> _Prompt_
Please explain, from the Hezbollah text, what ages the text cites to support its estimate that the early group's average age was perhaps in the mid-twenties.

** Text block follows **

Hezbollah Sticking to Their Guns

Hezbollah Sticking to Their Guns
24th December 2010 ICSR Team
In FREErad!cals

Hezbollah is often seen as one of the more politically mature and sophisticated Islamist groups in the Middle East. The view has some justification. In its beginnings, the movement was little more than an insurgent cell on the payroll of foreign powers. The average age of this cabal lay perhaps in the mid-twenties: in 1982 the elder statesman, ‘Abbas al-Musawi, was thirty years old; Hassan Nasrallah was twenty-two. Whether or not they were indeed responsible for the suicide truck-bombings of UN barracks in 1983, often taken as their introduction to the world stage, it is clear that the group’s initial contribution to Lebanese politics was violence and zeal, in spectacular doses.

** End of Text block **
** Data extract follows **

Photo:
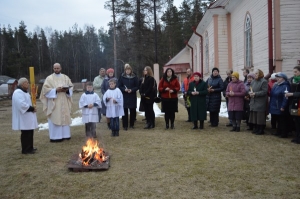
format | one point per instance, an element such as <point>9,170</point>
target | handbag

** End of Data extract **

> _Answer section_
In 1982 the group's elder statesman, 'Abbas al-Musawi, was only thirty years old, and Hassan Nasrallah was twenty-two.